*What this task involves:*
Rewrite the stretch of the records below from the line containing "[locate] carved paw" through the end of the records, swapping "mahogany commode" for "walnut commode" and leaving everything else as it is.

** BEGIN Data supplied **

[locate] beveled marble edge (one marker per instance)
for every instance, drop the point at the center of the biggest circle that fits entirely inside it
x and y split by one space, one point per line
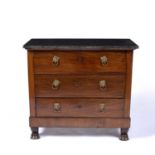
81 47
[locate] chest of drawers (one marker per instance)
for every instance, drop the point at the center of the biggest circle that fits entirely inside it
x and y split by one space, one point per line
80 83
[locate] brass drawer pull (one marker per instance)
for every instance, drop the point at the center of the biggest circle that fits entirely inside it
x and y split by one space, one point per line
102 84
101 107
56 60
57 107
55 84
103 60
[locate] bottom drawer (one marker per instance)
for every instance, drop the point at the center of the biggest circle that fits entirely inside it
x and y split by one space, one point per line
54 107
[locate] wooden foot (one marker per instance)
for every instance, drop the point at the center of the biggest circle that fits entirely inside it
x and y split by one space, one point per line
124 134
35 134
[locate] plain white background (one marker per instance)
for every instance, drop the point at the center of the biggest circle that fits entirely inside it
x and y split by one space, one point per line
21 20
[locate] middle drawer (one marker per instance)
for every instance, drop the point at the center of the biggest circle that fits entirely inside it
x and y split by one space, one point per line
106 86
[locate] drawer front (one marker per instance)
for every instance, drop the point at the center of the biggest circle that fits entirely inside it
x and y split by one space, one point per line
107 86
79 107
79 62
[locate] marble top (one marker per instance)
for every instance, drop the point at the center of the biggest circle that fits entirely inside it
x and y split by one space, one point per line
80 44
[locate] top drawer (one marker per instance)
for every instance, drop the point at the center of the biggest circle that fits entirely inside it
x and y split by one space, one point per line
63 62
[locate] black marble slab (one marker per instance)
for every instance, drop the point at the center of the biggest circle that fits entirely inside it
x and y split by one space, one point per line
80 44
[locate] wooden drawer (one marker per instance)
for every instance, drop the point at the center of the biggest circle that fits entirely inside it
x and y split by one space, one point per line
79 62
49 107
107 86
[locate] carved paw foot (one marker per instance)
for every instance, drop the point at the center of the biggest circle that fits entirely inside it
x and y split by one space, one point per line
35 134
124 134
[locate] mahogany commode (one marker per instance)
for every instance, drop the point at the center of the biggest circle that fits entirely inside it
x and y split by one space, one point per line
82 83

** END Data supplied **

*Solution for this task:*
[locate] carved paw foot (one marker per instance)
for every instance, drop the point at the center of the biggest circle that fits entirely inside it
x and y split by one space, one point per line
35 134
124 134
[locate] walnut commode (one marker per instance)
for every instance, drop the point at the center of the biggest circle that fits entirely inside it
x and y split by one space, one point per line
82 83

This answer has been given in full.